Short exercise | Transcribe the data in full and exactly, omitting any pictures.

Data lines |
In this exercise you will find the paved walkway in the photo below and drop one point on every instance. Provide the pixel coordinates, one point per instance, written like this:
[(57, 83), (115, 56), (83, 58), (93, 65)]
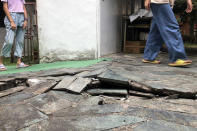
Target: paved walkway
[(121, 94)]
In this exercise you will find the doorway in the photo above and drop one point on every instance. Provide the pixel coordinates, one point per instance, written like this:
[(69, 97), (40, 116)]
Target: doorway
[(117, 33)]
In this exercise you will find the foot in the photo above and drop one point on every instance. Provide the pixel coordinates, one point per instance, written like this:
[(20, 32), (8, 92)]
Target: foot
[(2, 67), (188, 61), (152, 62), (180, 63), (21, 65)]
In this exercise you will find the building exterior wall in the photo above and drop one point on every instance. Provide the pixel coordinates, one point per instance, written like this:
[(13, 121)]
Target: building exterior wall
[(67, 29), (110, 26)]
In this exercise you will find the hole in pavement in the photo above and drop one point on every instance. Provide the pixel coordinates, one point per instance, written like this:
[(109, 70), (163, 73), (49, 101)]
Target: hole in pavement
[(5, 85)]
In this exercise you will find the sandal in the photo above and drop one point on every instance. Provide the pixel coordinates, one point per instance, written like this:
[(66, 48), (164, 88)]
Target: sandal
[(180, 63), (22, 65), (2, 68), (152, 62)]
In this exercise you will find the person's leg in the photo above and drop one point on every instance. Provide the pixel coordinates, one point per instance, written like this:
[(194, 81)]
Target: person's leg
[(20, 33), (9, 40), (169, 30), (153, 44), (19, 43)]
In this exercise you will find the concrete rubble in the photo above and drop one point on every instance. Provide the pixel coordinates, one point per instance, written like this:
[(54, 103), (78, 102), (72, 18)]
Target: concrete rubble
[(119, 94)]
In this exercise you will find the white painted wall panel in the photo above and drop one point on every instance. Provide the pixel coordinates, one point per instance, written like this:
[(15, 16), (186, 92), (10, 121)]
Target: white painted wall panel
[(67, 29), (110, 26)]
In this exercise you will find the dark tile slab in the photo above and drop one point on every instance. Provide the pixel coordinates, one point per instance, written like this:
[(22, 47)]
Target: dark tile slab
[(154, 114), (163, 126), (120, 92)]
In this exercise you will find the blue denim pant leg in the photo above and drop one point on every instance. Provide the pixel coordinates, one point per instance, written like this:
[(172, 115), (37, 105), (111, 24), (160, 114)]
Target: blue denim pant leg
[(154, 43), (169, 31), (10, 35)]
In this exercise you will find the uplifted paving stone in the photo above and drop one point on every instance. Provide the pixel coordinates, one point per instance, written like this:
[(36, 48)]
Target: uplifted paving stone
[(163, 126), (16, 98), (65, 83), (49, 103), (111, 76), (16, 117), (95, 73), (11, 91), (41, 87), (68, 96), (91, 101), (61, 72), (169, 116), (79, 85)]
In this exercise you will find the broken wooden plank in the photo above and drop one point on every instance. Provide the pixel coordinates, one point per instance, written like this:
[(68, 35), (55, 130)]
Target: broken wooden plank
[(79, 85), (11, 91), (66, 82)]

Result for this exercise |
In this exercise you will find the paved walkway in the photo below and drop one point on every instance. Provide the pixel coordinates, one point per instance, written like this:
[(57, 83), (115, 56), (83, 58), (93, 65)]
Target: paved walkway
[(121, 94)]
In this exercise you will find the doorway in the photo above and drop one point on every instance. Provide the pixel coordinates, one point per instance, written like this:
[(69, 97), (40, 116)]
Target: doorway
[(117, 33)]
In this exercise you will find the foot in the photo above and drop one point on every instance. Provide the pixel coordinates, one point per instance, written like this:
[(20, 32), (8, 92)]
Target: foot
[(2, 67), (188, 61), (152, 62), (180, 63), (21, 65)]
In this exercise you will find the building exterior wall in the photo above and drop one point on every instance. Provide the pixel coordinates, one point per instance, written like this:
[(13, 121)]
Target: building exterior wall
[(67, 29), (110, 26)]
In this exercise you will find the hole in pavement in the photo above and drop one point on every instance. Provide the pixel coordinates, one point per instance, written like this:
[(109, 70), (163, 73), (49, 101)]
Target: hole in pavement
[(5, 85)]
In this exercise you will find the sandal in the photo above and drop one point on every instance. Provide the pixel coordinates, one point per instance, written like this:
[(66, 48), (164, 88)]
Target: sandal
[(180, 63), (22, 65), (2, 68), (152, 62)]
In this exercise you will find the person's leg in the photo above and drop one point on every instance. Provide the pixel coordinates, one point per instance, written like this:
[(194, 81)]
Target: person's leg
[(20, 33), (9, 40), (169, 30), (153, 44), (19, 43)]
In this exercise you will find the concrete rubble in the photo above and drop one point on every instance. Provide the pixel coordinates, one point per instance, written like this:
[(54, 103), (78, 102), (72, 18)]
Target: concrete rubble
[(119, 94)]
In this exercise you will find the white painted wall panel in the photo above and drop one point on every instance. Provide the pixel coordinates, one point per instance, written like this:
[(15, 16), (186, 92), (10, 121)]
Target: white painted wall panel
[(67, 29), (110, 26)]
In this exercise you will find the dark tile slab in the photo above and drop one point on every instance. Provide the pixel coordinates, one point per instance, written like this:
[(22, 47)]
Target: dark tile slab
[(154, 114), (163, 126), (120, 92)]
In this exercise you will find the blue denim pant leg in the photo above and drop one point on every instance. Provide the pixel coordinates, one point per instance, written like this:
[(172, 115), (37, 105), (111, 24), (160, 114)]
Target: blue denim pant leg
[(154, 43), (169, 31), (10, 35)]
In this exercise you will find the uplifted paving stone in the photo above and drop one point on every instance. Provide the pixel coordinates, one point per instance, written like this:
[(36, 48)]
Target: uplifted paving stone
[(163, 126), (16, 98), (65, 83), (49, 103), (111, 76), (16, 117), (95, 73), (11, 91), (41, 87), (68, 96), (91, 101), (61, 72), (169, 116), (79, 85)]
In this exercise you will find the broken wooden plank in the photo above and drop one point on every instance. Provide the pixel coordinates, one point per instance, written like this:
[(68, 35), (55, 130)]
Target: broken wooden plank
[(79, 85), (11, 91), (66, 82)]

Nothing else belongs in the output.